▶ _Tasks to complete_:
1 – Reproduce the passage of the family blog post between "Parenting: my ongoing" and "guidance and freedom.", inclusive.
2 – In the family blog post, how did Connor describe the move to the new home?

The last couple of months have been a whirlwind. For some time now, we’ve been on a passive home search, watching real estate apps to see what gets listed and touring homes on the weekends. In May, Michael saw a home and immediately knew it was the one. We quickly met with our real estate agent, prepared to list our current home, and made an offer on the new home. We’ve been in our new home for two weeks now, and it’s been a crazy mix of overwhelming, exciting, exhausting, and joyful to be going through this huge change. We are only ten miles from where we were before, but we’ve gone from a townhome to a single family home, and as Connor said the other day, we used to live in the city and now we live in the forest :) We have a yard with big ancient trees, and enough bedrooms for each of the boys. When we first walked through the home, we felt that it had been loved by it’s previous owners—and we are so excited to raise our family here and care for our new home for decades to come.
Adventure: When Michael and I were dating we bought two world maps and each circled places we wanted to visit together. On my map were places I had never been and wanted to explore for the first time with Michael; there were also places I had been, and loved, and wanted to share with him. One of the places I visited that I wanted to return to with Michael was the bottom of the Grand Canyon :) and we’re going to make it happen for Michael’s birthday this year. In September, Michael and I will fly (with no children) to Arizona, where we will hike down and up, this magical, immense, natural wonder. I’m so excited for this adventure, and I can’t stop daydreaming about the Grand Canyon, it’s stunning beauty, the physical challenge of hiking the canyon, and the time with Michael.
Parenting: my ongoing parenting dilemma—how much discipline, how much freedom? Parenting Ryan and Connor often feels like a balancing act, attempting to parent with the most appropriate reactions, guidance and freedom.
New home: We’re planning a move in the near future. It will be a local move, likely only 10 miles from where we live now. We’ve been passively looking for a while, but I’m having trouble making up my mind about what I really want. Do I want an old house from the 1930s or a newer one from the 1980s? Do want a big house with extra rooms or a smaller house that keeps us close together? Do I want something that needs updates or something more current? Do I want to be farther from town or closer to town? Even as I type this, I’m still not sure what I really want, so each week I check the houses that are listed, and I hope I will come across one that feels just right.

▶ _Given information_:
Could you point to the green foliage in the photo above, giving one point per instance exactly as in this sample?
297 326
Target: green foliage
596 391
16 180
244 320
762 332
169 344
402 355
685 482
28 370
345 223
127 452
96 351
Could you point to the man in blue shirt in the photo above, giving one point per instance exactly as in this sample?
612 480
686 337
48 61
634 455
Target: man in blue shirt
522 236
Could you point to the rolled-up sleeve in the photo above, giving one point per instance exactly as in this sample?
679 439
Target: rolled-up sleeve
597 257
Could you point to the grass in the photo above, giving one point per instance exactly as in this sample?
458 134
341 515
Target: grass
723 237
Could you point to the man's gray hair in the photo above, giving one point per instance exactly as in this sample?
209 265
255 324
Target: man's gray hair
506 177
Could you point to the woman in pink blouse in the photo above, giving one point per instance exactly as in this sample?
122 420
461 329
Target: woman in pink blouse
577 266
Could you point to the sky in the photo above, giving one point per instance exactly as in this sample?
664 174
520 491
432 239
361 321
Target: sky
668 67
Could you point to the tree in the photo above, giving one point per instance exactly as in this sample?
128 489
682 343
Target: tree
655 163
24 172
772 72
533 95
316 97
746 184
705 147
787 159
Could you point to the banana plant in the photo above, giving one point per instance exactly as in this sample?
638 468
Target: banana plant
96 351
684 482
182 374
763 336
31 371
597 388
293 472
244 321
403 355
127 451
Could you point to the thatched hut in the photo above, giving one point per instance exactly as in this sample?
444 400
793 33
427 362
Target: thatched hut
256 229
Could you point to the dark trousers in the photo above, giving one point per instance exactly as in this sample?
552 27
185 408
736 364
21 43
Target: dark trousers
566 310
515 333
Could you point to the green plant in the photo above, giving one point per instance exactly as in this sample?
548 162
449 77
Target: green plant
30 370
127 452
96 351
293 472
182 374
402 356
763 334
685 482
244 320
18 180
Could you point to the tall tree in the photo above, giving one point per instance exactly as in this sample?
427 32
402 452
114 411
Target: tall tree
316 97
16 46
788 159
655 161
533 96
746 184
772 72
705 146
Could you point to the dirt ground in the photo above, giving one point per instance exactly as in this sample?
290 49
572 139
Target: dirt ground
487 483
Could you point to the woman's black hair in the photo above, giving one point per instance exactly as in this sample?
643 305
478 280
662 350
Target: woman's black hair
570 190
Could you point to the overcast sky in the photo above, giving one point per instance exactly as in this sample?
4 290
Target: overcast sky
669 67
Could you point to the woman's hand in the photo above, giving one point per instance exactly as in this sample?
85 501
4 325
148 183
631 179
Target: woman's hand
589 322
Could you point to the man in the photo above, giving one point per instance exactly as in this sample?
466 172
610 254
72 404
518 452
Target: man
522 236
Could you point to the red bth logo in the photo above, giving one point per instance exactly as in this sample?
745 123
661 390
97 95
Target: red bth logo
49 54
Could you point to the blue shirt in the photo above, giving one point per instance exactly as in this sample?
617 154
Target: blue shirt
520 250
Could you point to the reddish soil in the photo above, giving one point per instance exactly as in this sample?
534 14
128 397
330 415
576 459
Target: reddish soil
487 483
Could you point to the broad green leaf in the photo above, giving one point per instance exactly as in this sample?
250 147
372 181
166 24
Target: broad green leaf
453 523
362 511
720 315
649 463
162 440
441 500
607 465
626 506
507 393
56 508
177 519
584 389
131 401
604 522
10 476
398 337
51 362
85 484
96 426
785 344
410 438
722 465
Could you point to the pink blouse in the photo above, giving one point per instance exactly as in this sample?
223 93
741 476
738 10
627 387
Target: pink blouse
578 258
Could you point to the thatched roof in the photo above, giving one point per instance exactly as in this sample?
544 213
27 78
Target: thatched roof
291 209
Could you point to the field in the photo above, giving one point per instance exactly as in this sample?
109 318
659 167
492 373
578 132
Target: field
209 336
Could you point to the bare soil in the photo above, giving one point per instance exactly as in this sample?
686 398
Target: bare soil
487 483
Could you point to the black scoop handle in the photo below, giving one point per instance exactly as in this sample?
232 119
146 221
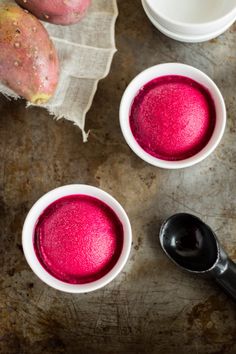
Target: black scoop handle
226 277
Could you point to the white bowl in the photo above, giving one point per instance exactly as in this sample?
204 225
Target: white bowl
184 37
28 237
172 69
193 17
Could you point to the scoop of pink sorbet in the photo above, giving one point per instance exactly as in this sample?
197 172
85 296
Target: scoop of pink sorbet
173 117
78 239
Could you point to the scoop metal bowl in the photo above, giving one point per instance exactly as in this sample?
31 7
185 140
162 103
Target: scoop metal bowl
193 246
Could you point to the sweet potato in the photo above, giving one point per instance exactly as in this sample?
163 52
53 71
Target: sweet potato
60 12
28 60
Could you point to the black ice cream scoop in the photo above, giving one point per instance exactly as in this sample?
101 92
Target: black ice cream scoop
192 245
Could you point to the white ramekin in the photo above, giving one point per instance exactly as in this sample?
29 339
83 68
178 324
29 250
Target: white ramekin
41 205
188 38
211 18
172 69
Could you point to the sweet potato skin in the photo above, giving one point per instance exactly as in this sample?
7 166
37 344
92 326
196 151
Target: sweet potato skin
29 63
60 12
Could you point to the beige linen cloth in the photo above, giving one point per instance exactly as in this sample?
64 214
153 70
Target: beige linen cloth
85 51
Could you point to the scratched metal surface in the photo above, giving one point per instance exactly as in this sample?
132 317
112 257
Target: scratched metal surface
152 307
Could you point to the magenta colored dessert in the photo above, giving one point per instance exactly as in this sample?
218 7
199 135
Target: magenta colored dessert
78 239
173 117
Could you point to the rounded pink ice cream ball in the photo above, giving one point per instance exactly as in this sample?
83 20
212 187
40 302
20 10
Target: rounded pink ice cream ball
61 12
172 117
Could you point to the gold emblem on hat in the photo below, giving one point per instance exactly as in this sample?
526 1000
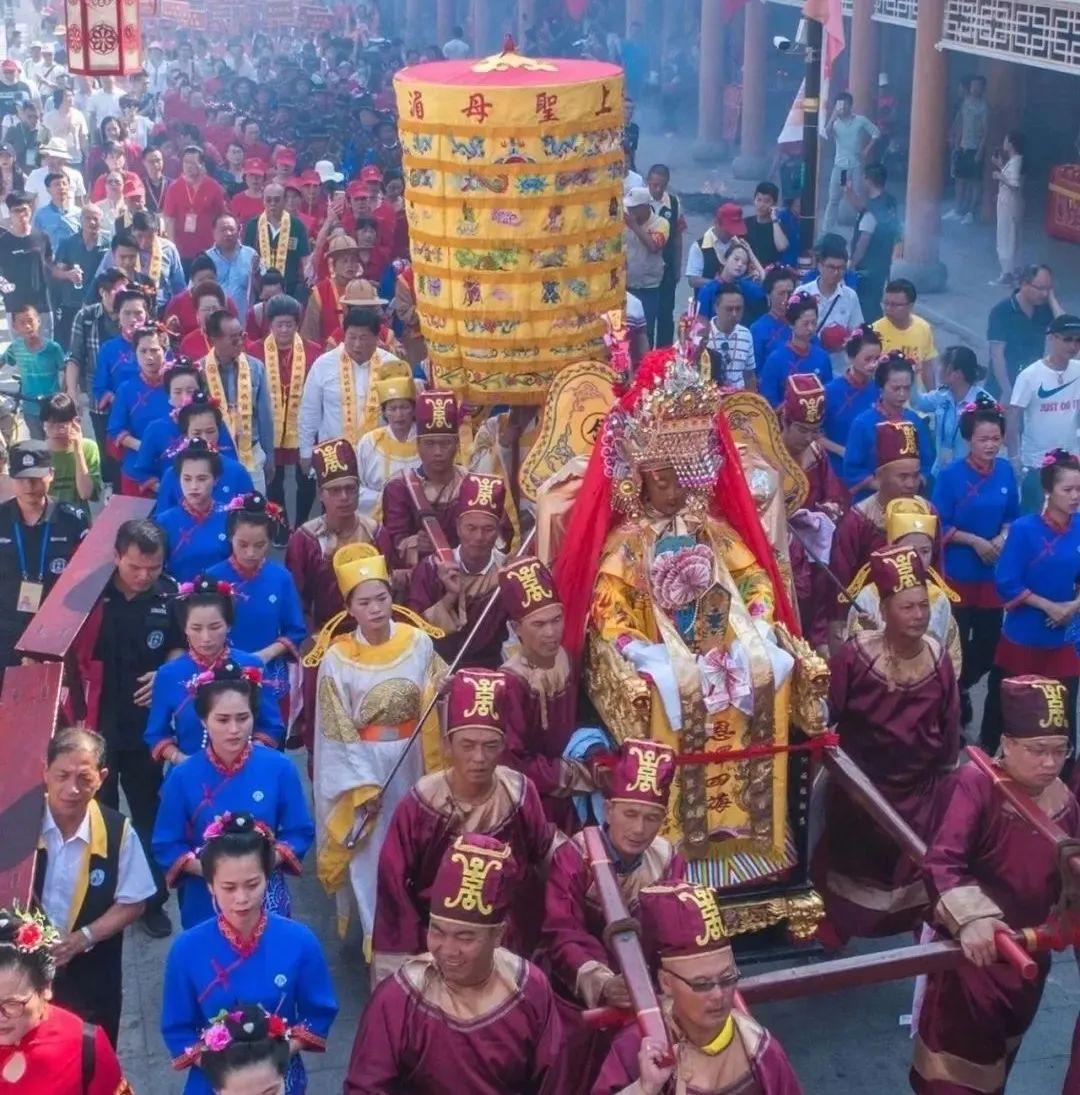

▶ _The replies_:
1 –
Parenting: my ongoing parenting dilemma—how much discipline, how much freedom? Parenting Ryan and Connor often feels like a balancing act, attempting to parent with the most appropriate reactions, guidance and freedom.

2 – He said they used to live in the city and now they live in the forest.